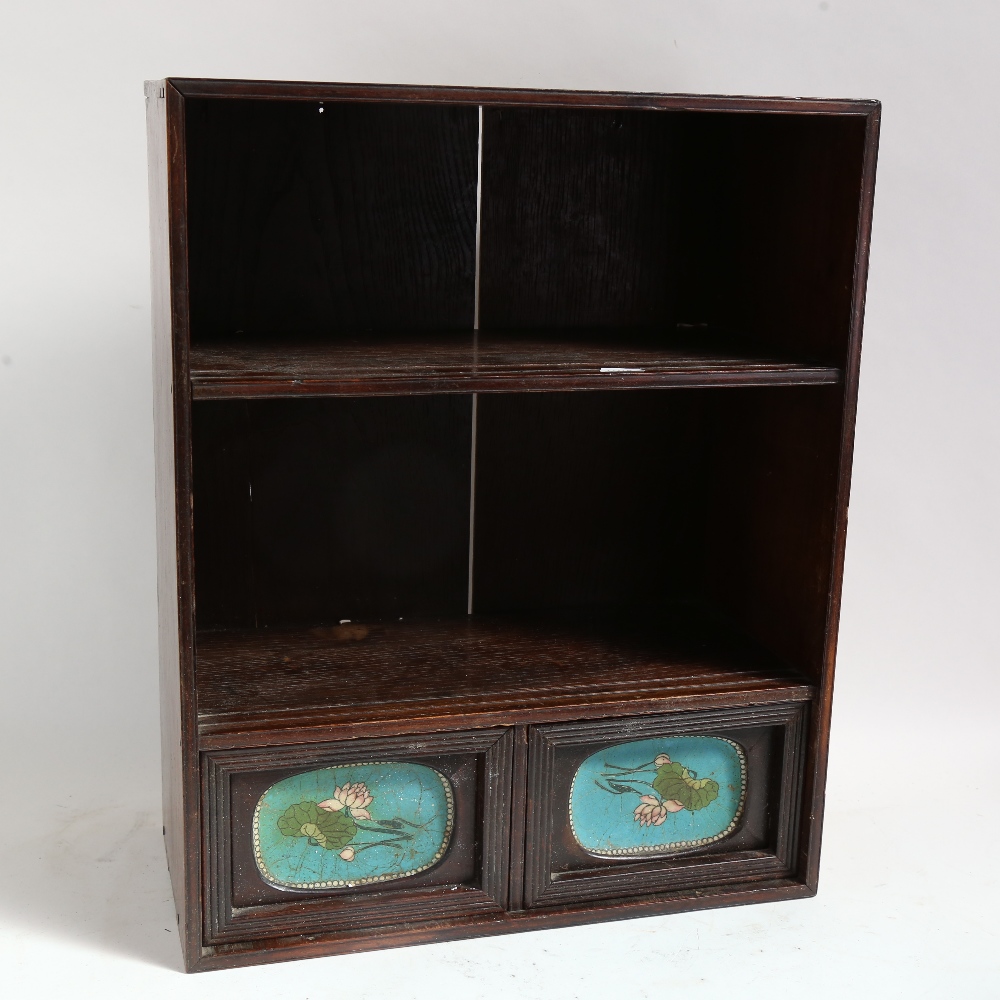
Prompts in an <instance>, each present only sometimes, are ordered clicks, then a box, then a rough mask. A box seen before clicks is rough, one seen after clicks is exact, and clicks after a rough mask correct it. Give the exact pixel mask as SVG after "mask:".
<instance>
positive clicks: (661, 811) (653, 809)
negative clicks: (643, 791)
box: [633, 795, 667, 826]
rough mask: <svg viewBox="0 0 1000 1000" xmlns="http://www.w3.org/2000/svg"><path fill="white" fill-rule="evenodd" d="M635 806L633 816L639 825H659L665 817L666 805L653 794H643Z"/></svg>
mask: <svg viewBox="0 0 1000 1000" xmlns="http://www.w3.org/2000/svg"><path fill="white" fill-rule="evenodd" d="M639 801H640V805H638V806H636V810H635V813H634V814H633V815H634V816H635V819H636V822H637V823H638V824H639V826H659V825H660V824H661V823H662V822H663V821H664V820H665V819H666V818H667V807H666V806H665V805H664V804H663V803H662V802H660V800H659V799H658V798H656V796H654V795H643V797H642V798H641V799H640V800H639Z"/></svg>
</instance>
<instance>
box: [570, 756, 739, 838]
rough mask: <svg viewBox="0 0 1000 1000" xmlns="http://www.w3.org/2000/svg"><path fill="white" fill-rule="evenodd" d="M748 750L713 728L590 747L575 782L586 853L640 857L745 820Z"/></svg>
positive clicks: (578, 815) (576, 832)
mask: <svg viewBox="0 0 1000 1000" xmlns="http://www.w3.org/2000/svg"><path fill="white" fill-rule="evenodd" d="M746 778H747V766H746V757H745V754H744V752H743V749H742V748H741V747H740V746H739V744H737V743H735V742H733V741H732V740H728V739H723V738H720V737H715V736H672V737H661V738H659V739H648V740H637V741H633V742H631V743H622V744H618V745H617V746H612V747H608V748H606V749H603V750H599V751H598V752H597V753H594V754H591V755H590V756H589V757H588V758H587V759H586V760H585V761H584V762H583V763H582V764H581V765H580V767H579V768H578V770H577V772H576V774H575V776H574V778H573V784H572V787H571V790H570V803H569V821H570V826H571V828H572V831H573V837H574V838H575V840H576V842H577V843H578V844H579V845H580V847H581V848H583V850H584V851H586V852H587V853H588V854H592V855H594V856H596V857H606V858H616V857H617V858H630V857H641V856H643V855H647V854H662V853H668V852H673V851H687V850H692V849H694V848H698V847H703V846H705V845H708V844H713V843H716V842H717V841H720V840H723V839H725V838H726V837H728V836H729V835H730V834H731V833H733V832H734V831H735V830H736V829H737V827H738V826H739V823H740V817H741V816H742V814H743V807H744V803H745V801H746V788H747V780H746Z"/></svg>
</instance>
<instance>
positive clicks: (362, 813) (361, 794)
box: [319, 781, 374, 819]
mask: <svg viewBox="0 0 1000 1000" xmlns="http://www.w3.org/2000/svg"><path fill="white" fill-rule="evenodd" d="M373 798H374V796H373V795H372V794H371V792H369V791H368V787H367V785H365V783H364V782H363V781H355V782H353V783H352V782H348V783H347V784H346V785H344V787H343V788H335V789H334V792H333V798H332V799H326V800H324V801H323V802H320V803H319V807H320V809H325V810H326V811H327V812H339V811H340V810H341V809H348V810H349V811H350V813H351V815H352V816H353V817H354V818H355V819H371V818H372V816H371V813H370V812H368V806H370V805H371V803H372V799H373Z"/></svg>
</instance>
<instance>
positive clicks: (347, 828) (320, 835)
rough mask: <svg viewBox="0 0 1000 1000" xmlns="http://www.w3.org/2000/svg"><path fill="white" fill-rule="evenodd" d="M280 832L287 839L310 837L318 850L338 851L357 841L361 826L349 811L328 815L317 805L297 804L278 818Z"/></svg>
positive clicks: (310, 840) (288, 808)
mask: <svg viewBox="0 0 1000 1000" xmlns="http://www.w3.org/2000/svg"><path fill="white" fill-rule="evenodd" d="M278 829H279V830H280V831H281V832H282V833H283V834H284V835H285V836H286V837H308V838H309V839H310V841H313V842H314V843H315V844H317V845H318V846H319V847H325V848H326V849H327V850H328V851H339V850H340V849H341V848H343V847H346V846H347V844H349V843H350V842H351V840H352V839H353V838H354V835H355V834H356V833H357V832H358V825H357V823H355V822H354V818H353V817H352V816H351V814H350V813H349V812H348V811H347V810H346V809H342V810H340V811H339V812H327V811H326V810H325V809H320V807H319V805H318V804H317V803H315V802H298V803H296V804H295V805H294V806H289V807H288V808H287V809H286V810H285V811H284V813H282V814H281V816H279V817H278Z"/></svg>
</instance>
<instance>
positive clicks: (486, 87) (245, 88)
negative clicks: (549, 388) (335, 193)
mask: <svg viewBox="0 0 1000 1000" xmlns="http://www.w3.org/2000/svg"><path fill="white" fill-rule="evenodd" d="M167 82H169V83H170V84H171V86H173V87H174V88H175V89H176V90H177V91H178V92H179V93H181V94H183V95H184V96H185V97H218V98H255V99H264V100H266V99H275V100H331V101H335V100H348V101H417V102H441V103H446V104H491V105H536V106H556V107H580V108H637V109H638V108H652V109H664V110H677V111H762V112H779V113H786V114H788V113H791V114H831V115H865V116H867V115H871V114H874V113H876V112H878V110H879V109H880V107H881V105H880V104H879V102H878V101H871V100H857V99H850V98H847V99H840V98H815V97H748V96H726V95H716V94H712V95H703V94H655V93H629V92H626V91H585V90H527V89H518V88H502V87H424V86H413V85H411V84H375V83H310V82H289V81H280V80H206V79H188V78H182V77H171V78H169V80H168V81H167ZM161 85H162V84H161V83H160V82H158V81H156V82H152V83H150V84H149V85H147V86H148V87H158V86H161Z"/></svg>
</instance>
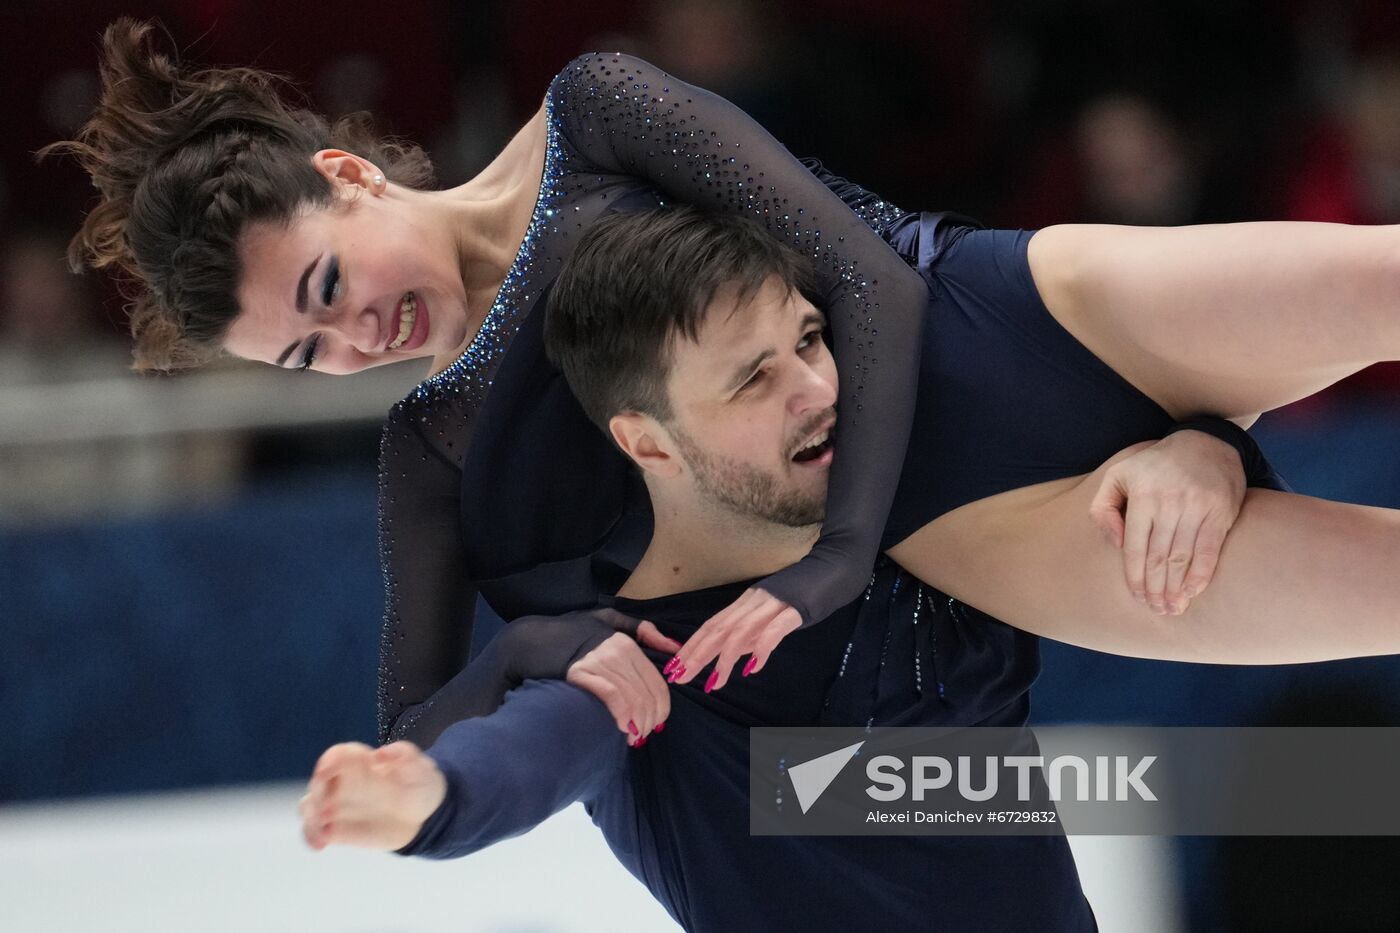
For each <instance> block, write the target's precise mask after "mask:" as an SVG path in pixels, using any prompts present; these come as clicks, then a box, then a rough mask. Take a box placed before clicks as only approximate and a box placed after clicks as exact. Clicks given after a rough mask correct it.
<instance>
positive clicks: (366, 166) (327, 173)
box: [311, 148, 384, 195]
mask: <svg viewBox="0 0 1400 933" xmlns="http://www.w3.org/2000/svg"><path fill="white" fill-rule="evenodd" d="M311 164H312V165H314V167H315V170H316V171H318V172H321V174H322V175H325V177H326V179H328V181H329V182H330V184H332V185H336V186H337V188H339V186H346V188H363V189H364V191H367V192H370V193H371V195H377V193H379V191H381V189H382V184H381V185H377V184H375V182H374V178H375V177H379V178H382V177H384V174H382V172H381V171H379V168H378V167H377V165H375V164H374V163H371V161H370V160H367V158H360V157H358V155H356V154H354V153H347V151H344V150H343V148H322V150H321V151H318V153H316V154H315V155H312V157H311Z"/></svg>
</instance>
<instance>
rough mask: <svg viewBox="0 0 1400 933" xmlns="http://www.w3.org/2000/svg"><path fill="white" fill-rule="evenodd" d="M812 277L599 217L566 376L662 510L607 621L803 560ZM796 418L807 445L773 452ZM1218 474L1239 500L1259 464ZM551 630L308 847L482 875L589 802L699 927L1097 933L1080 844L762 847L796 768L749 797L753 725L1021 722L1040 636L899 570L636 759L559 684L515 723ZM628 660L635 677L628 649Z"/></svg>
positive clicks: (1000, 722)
----------------
How many lines of the material above contain the word "correct", with case counted? Reply with the number alone.

Task output: 2